====== Selected passage

Dendritic spine detection and segmentation for 4D 2-photon microscopy data using statistical models from digitally reconstructed fluorescence images

The brain with its neurons is a complex organ which is not yet fully decoded. Many diseases and human behavior are affected by the brain. In neurobiological experiments neurons are studied and imaging of neurons is a key technology. 2-Photon Microscopy (2PM) enables to image the volume of labeled, living, pyramidal neurons. Moreover, in a second channel a different marker can be used for specific structures. Synapses are not visible in 2PM. However, the size of spines has a relation to the strength of synapses. Therefore, dendritic spines are of interest. Time series imaging of living neurons is possible too. The analysis of fluorescence images is difficult, time consuming and error-prone even for experts. Furthermore, the reproducibility of manual analysis is not given. Therefore, the automatic detection, segmentation and tracking of dendritic spines in 2PM data are required.
We introduce an approach to detect, segment and track spines in time series from 2PM. We train a statistical dendrite intensity and spine probability model with 2D data from Digitally Reconstructed Fluorescence Images (DRFIs). DRFIs are synthetic images computed from geometrical shapes of dendrites and their spines, which can be reconstructed in Electron Microscopy (EM) data. This concept enables us to overcome the issue of expert labeled spines in fluorescence images. We are able to predict the spine probability for 2D slices due to the information transfer from the EM domain to the fluorescence image domain. In combination with further features a robust spine prediction is feasible. The prediction is projected back to the original space of the image. Thus, a prediction and segmentation of spines in 3D is possible.

============
====== Data supplied

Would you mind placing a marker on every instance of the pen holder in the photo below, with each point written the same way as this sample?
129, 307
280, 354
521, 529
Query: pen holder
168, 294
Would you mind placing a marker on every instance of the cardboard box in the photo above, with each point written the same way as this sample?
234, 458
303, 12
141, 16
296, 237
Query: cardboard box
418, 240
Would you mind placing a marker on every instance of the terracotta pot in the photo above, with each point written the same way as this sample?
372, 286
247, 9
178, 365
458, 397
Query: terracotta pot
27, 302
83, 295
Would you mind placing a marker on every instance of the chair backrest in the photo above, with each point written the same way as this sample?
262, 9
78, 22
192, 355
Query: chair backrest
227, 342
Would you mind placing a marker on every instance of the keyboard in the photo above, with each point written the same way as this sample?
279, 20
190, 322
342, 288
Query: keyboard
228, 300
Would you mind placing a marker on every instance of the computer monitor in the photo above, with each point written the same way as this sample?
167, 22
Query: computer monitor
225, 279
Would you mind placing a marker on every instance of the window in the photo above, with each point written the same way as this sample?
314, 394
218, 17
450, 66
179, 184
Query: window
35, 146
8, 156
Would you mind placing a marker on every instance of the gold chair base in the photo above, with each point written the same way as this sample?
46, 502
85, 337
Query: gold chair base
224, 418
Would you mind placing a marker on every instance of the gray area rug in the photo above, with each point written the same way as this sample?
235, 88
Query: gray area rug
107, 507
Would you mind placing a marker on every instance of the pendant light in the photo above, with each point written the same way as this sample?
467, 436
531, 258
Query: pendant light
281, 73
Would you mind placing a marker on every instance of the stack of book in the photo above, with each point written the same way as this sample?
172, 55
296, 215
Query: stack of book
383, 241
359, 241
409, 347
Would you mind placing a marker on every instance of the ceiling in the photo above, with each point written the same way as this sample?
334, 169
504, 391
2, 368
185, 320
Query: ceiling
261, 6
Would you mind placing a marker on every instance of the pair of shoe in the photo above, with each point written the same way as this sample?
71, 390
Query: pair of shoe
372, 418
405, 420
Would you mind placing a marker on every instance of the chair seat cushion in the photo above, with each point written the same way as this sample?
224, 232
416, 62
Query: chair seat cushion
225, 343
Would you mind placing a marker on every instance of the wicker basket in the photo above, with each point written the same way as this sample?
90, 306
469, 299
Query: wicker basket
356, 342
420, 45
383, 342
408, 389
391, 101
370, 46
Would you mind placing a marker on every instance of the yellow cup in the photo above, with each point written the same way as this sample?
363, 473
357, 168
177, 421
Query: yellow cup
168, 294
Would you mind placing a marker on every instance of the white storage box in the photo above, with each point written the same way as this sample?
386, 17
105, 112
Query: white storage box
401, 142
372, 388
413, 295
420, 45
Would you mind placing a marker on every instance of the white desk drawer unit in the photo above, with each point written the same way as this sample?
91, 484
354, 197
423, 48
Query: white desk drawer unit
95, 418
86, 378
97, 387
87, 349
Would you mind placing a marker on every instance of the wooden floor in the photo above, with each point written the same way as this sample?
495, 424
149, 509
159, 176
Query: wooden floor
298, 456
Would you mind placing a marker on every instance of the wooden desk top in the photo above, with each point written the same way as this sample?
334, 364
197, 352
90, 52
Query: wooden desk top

============

**What you will do**
• A. What are DRFIs computed from, according to the abstract on dendritic spine detection?
• B. Please write the next part of the abstract on dendritic spine detection in 2-photon microscopy, starting after its final sentence.

**Answers in order**
• A. They are computed from geometrical shapes of dendrites and their spines, which can be reconstructed in Electron Microscopy (EM) data.

• B.
Imaging time series of dendrite pieces is a challenging task. The handling of the sample between different imaging steps (e.g. storing the samples in an incubator) requires a registration of the different time points. After segmentation of spines in individual time points a tracking of the spine candidates over the registered time points is required because spines can move. Successful tracking of spines enables to trace intensity changes of individual spines. The tracing of intensity changes is possible for multiple image channels and opens the possibility of manifold applications.
We demonstrate the successful detection, segmentation and tracking of spines in single time points and time series in practical applications. We are able to detect spines with a presynaptic bouton in single time point images with multiple channels. Moreover, we demonstrate the successful detection and segmentation of spines in time series. For time series we demonstrate the possibility to track Endoplasmic Reticulum of spines over time. In such experiments the whole complexity of image analysis for fluorescence time series is solved.